== Data to process ==
[start]

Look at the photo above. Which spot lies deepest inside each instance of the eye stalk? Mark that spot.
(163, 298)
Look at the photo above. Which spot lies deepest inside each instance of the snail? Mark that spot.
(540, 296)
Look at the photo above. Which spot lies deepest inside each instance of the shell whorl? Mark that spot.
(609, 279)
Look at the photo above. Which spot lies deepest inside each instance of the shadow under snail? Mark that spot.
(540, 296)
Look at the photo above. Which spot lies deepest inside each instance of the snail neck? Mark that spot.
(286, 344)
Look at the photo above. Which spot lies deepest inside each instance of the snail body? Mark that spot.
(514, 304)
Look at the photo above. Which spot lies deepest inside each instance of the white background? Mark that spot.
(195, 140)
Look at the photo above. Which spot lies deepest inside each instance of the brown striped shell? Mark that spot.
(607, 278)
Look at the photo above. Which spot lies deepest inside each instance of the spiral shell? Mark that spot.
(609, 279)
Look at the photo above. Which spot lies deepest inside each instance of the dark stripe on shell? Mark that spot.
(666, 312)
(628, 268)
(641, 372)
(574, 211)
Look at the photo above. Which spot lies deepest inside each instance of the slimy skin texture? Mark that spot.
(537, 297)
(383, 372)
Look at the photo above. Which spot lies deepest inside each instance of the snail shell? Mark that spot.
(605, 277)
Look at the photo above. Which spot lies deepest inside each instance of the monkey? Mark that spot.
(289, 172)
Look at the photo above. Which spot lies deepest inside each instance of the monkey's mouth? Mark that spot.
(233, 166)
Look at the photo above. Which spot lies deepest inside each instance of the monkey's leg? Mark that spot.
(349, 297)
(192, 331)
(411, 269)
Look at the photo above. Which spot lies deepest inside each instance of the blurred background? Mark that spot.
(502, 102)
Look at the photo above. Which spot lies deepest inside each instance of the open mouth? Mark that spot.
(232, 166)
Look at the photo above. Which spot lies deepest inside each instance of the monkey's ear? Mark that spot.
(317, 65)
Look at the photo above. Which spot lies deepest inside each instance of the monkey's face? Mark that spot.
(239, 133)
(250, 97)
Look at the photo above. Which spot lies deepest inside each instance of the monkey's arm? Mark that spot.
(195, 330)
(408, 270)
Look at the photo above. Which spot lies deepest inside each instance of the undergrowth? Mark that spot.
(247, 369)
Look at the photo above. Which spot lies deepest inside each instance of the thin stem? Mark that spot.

[end]

Please copy the material word for word, starting at the line that contains "open mouth? Mark that spot." and ending at the final line of the material, both included.

Look at the photo above. Which spot lies deepest inside each instance of the open mouth? Mark that spot.
(232, 166)
Look at the photo above. Which spot lies deepest inside each instance of the monkey's ear? Mark that spot.
(317, 65)
Look at the photo above. Which spot lies deepest inside each instance of the monkey's face? Mark that spot.
(239, 133)
(250, 97)
Look at the photo above. Which spot lies deepest inside each instance of the monkey's arm? Mark that spot.
(195, 330)
(408, 270)
Look at the photo above. Which spot lies deepest inside each instance of the undergrowth? Mark that spot.
(247, 369)
Look at the photo above. Which spot lies deepest inside each instance of the thin stem? Mark that spot.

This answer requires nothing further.